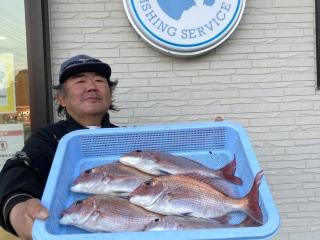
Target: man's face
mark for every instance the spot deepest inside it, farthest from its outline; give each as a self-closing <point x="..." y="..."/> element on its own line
<point x="86" y="95"/>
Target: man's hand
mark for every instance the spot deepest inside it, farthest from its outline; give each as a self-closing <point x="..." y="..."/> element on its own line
<point x="23" y="215"/>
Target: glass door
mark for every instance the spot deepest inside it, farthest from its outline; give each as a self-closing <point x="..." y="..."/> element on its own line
<point x="14" y="81"/>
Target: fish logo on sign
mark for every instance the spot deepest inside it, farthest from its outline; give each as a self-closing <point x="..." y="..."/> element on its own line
<point x="184" y="27"/>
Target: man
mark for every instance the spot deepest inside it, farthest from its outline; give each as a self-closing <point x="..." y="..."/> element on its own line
<point x="85" y="96"/>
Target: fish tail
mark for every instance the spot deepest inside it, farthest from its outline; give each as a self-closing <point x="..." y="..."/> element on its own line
<point x="253" y="208"/>
<point x="248" y="222"/>
<point x="229" y="170"/>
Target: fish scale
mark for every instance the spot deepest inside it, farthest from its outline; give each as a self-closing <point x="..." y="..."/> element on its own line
<point x="105" y="213"/>
<point x="184" y="195"/>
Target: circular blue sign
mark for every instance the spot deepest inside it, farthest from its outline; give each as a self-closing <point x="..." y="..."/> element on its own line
<point x="184" y="27"/>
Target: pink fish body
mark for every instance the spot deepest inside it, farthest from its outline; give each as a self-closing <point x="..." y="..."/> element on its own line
<point x="114" y="178"/>
<point x="186" y="196"/>
<point x="160" y="163"/>
<point x="105" y="213"/>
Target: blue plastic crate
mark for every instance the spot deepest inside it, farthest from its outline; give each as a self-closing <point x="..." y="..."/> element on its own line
<point x="211" y="143"/>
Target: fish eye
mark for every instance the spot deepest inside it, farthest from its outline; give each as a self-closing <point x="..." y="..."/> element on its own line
<point x="148" y="183"/>
<point x="88" y="170"/>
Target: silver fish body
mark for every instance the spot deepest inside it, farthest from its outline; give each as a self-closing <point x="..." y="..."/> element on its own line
<point x="105" y="213"/>
<point x="114" y="178"/>
<point x="186" y="196"/>
<point x="161" y="163"/>
<point x="182" y="223"/>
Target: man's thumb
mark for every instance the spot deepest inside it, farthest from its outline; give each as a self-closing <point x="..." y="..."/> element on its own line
<point x="43" y="214"/>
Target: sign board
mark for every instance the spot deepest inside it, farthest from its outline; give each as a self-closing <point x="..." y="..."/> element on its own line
<point x="184" y="27"/>
<point x="11" y="140"/>
<point x="7" y="92"/>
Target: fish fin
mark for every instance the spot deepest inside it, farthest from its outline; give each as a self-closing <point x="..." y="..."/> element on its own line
<point x="187" y="214"/>
<point x="220" y="185"/>
<point x="223" y="219"/>
<point x="229" y="170"/>
<point x="253" y="209"/>
<point x="163" y="172"/>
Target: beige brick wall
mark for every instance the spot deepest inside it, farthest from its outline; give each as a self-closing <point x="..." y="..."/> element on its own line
<point x="263" y="77"/>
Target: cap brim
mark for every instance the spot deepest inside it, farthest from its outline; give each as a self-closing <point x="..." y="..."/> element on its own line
<point x="98" y="67"/>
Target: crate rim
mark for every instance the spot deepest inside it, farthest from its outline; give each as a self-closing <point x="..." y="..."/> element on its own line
<point x="270" y="226"/>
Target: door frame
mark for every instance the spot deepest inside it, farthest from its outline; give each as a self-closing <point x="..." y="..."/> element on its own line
<point x="39" y="63"/>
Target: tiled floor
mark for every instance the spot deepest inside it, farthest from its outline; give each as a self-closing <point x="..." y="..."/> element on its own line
<point x="6" y="236"/>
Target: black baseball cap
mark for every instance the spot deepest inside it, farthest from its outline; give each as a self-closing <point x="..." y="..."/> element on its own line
<point x="83" y="63"/>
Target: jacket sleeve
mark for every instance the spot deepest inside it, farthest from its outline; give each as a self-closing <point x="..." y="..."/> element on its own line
<point x="24" y="176"/>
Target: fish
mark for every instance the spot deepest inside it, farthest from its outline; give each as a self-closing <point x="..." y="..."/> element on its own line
<point x="171" y="222"/>
<point x="113" y="178"/>
<point x="106" y="213"/>
<point x="183" y="195"/>
<point x="161" y="163"/>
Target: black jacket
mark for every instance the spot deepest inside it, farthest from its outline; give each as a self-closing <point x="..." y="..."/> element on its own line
<point x="24" y="176"/>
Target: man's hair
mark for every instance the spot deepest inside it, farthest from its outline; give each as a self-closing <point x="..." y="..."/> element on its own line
<point x="60" y="91"/>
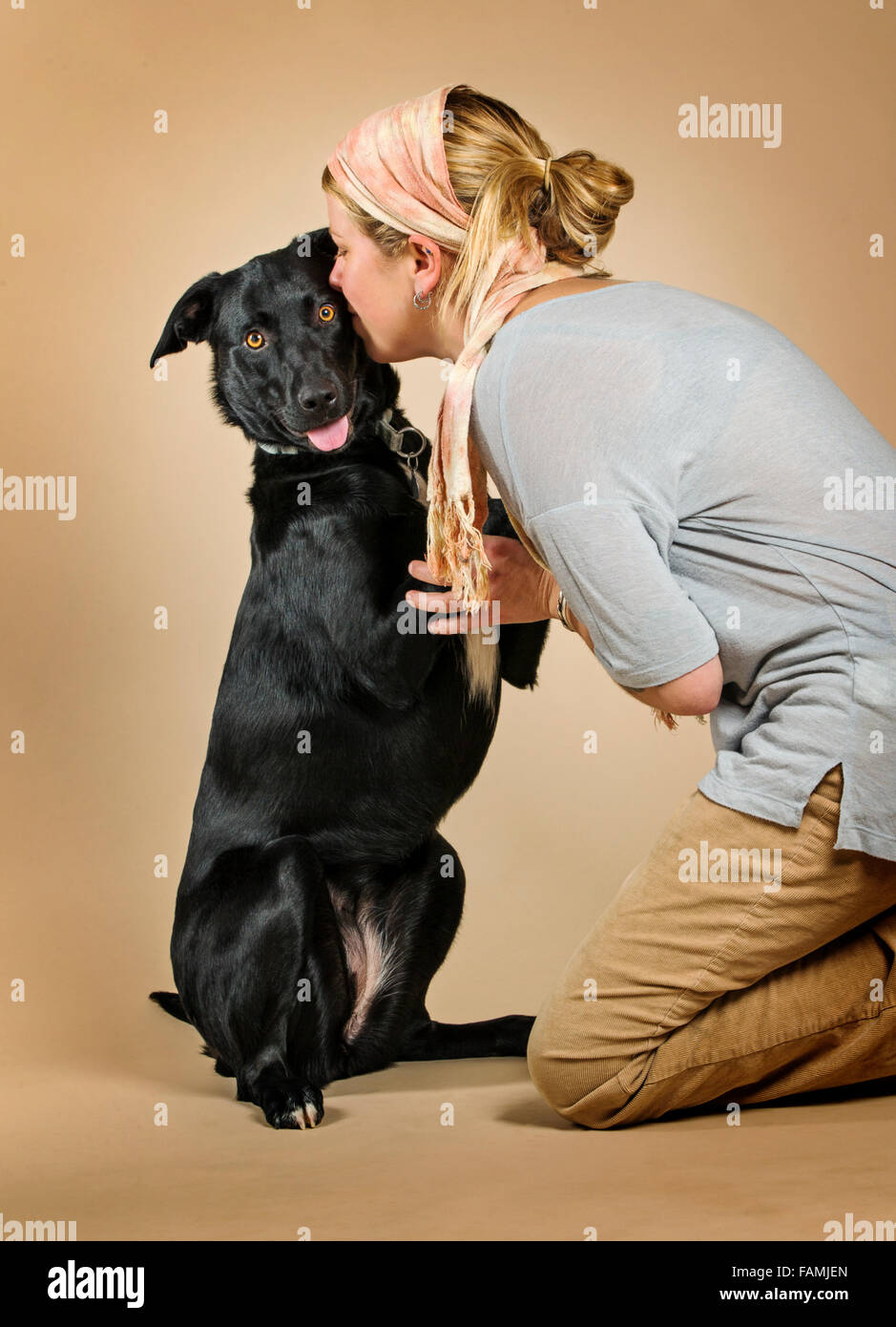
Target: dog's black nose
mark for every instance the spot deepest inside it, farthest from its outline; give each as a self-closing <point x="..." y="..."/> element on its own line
<point x="319" y="395"/>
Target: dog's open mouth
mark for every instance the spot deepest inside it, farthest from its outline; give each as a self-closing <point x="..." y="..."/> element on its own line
<point x="326" y="437"/>
<point x="329" y="435"/>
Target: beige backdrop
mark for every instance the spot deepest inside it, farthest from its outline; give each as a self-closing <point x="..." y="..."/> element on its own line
<point x="116" y="221"/>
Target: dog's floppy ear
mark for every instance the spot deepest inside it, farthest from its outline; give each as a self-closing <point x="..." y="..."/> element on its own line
<point x="191" y="317"/>
<point x="321" y="243"/>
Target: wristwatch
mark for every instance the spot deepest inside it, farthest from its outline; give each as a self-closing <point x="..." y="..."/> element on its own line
<point x="562" y="604"/>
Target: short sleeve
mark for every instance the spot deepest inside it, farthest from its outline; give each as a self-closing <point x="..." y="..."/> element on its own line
<point x="644" y="626"/>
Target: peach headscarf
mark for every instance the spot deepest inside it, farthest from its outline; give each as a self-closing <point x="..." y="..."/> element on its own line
<point x="392" y="165"/>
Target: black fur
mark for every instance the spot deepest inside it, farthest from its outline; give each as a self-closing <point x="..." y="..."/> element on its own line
<point x="338" y="742"/>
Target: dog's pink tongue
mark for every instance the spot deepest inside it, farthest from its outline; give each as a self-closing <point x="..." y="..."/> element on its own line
<point x="330" y="435"/>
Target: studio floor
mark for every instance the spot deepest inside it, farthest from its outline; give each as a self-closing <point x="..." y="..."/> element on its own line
<point x="80" y="1143"/>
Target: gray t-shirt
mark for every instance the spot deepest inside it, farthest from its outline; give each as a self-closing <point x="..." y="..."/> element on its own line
<point x="698" y="485"/>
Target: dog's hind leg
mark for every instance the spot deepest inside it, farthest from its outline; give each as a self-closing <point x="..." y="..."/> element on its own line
<point x="408" y="922"/>
<point x="431" y="1041"/>
<point x="271" y="986"/>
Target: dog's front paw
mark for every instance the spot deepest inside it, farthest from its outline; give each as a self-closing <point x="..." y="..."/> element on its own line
<point x="292" y="1106"/>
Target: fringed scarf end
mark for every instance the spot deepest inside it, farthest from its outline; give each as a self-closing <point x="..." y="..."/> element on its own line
<point x="456" y="554"/>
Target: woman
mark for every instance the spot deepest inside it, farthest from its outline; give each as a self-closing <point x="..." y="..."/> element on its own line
<point x="683" y="482"/>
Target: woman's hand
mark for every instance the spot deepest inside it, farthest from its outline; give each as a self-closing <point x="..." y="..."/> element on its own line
<point x="517" y="584"/>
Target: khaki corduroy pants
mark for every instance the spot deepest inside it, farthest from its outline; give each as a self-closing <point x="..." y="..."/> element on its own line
<point x="741" y="961"/>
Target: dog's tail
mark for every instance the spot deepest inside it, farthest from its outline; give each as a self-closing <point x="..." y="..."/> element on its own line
<point x="170" y="1002"/>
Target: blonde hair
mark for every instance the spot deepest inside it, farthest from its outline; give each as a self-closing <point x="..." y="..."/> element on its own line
<point x="490" y="153"/>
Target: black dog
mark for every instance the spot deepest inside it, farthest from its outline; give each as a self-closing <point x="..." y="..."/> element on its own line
<point x="317" y="897"/>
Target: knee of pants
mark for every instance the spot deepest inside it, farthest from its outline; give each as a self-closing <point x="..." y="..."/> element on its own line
<point x="572" y="1082"/>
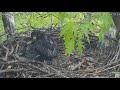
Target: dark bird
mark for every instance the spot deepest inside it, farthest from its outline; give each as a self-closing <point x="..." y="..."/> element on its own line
<point x="41" y="48"/>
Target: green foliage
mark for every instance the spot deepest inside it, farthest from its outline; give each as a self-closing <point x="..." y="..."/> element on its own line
<point x="75" y="25"/>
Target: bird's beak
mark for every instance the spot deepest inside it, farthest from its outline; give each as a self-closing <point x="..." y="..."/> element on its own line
<point x="34" y="38"/>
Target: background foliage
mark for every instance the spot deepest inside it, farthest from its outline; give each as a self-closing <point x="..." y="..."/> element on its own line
<point x="74" y="25"/>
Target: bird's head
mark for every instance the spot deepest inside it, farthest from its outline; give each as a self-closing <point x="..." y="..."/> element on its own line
<point x="37" y="34"/>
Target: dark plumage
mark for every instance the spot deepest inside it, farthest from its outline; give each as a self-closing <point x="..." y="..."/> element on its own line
<point x="41" y="48"/>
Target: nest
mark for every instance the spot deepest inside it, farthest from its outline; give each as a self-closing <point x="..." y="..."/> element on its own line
<point x="90" y="65"/>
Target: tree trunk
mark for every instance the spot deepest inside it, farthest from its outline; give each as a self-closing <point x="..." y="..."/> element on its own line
<point x="9" y="23"/>
<point x="116" y="19"/>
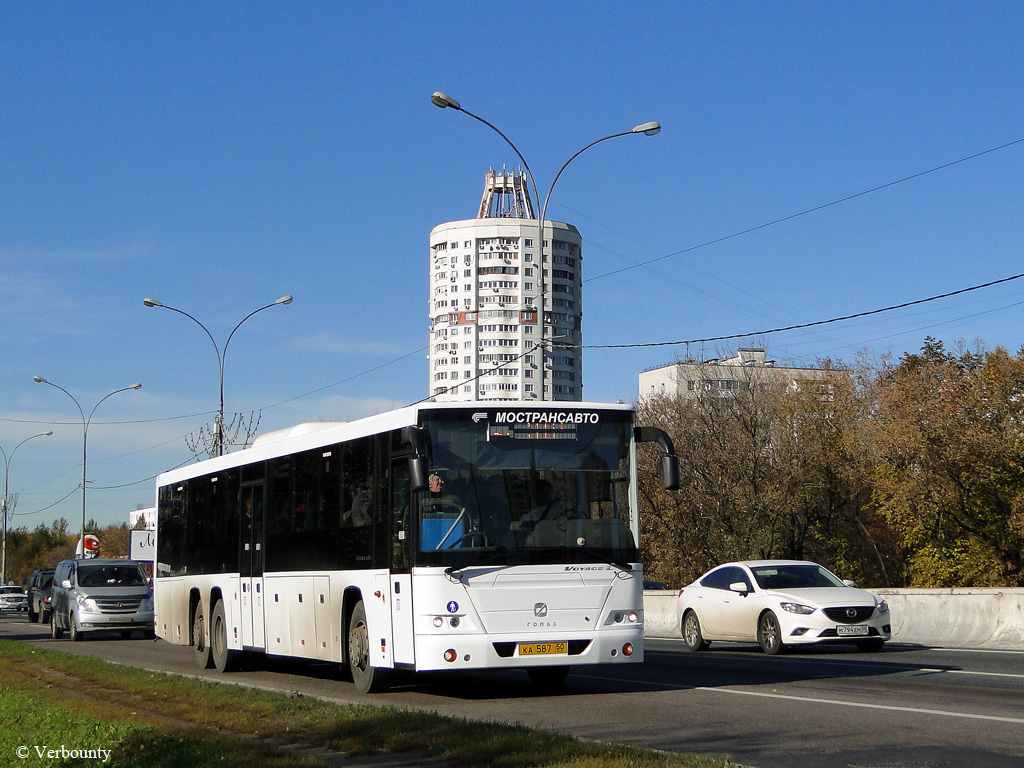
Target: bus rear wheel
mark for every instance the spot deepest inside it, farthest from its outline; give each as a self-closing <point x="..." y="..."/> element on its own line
<point x="368" y="679"/>
<point x="224" y="658"/>
<point x="201" y="640"/>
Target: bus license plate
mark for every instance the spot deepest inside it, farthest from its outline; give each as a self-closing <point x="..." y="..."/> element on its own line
<point x="851" y="631"/>
<point x="532" y="649"/>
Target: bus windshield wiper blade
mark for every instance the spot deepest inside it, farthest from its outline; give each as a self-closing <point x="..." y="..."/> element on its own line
<point x="599" y="556"/>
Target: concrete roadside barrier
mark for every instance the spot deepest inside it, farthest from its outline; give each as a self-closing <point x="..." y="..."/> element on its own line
<point x="966" y="617"/>
<point x="946" y="617"/>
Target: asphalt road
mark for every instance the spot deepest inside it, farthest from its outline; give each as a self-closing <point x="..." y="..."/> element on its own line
<point x="906" y="707"/>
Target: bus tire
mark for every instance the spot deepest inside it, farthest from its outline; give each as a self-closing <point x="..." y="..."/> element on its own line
<point x="548" y="677"/>
<point x="201" y="639"/>
<point x="368" y="679"/>
<point x="224" y="658"/>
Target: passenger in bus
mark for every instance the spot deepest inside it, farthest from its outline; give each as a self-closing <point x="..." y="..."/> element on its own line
<point x="363" y="504"/>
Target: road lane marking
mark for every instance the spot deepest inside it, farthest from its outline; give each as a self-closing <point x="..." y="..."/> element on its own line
<point x="811" y="699"/>
<point x="888" y="708"/>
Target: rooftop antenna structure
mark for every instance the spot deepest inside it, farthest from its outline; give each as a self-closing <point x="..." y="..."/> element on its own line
<point x="506" y="195"/>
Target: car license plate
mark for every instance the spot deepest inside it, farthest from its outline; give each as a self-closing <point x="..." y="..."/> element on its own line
<point x="532" y="649"/>
<point x="857" y="630"/>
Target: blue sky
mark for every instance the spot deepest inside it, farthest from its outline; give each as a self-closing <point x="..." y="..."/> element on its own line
<point x="216" y="158"/>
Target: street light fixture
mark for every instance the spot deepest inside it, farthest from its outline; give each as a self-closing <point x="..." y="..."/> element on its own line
<point x="652" y="128"/>
<point x="85" y="434"/>
<point x="221" y="355"/>
<point x="5" y="503"/>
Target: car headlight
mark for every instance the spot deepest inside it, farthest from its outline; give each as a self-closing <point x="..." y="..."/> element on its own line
<point x="87" y="605"/>
<point x="798" y="608"/>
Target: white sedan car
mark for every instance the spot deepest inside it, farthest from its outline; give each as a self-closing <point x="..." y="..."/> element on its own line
<point x="778" y="603"/>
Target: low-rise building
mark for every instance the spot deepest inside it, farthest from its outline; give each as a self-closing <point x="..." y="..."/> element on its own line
<point x="722" y="377"/>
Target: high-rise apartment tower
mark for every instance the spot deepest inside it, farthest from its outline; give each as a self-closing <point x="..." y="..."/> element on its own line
<point x="486" y="285"/>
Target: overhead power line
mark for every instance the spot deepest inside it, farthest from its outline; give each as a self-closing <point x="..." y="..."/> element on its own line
<point x="815" y="209"/>
<point x="799" y="326"/>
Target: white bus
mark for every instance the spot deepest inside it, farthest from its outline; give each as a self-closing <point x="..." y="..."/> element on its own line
<point x="436" y="537"/>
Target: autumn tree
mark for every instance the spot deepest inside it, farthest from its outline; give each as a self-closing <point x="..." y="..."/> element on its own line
<point x="947" y="436"/>
<point x="770" y="468"/>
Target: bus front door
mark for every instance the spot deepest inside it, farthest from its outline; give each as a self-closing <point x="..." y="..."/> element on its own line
—————
## Written request
Repeat exactly the lines from the one containing "Target: car headlight" through the last line of the records above, both included, and nothing else.

## Exercise output
Target: car headlight
mark for every instance the spot deepest inside it, farthest from its outline; give each as a self-closing <point x="..." y="..."/> element on its own line
<point x="87" y="605"/>
<point x="798" y="608"/>
Target: white sedan car
mark for every instance the spot deepest inside it, farthest from its outline; give each as a self-closing <point x="..." y="..."/> element on its own line
<point x="778" y="603"/>
Target: low-rise building
mark for every instance the spot deepest inside it, farthest from its outline; give each as a self-closing <point x="..." y="..."/> element on its own line
<point x="722" y="377"/>
Target: high-rise apartment tower
mark for every instance the spot deepest inside it, farthest from its outline; give each as a self-closing <point x="..." y="..."/> element on its own line
<point x="486" y="285"/>
Target: overhead power line
mark for every instance the spot deepest inside it, farthest from its outline; give each as a self-closing <point x="..." y="..."/> element on its own line
<point x="815" y="209"/>
<point x="799" y="326"/>
Target: white bus
mark for every instance the spot deepest inside it, farthest from its outline; give each as a self-closing <point x="..." y="..."/> element on its own line
<point x="436" y="537"/>
Target: autumn tree
mark for every instance the spot deepest inside it, farthest from its outline; give each as a self-closing <point x="..." y="..."/> element on its own line
<point x="947" y="436"/>
<point x="770" y="468"/>
Target: bus front door
mark for every instance the spot deepest inside it, farthest from its outline; give each as a self-closing <point x="..." y="..."/> element on its own line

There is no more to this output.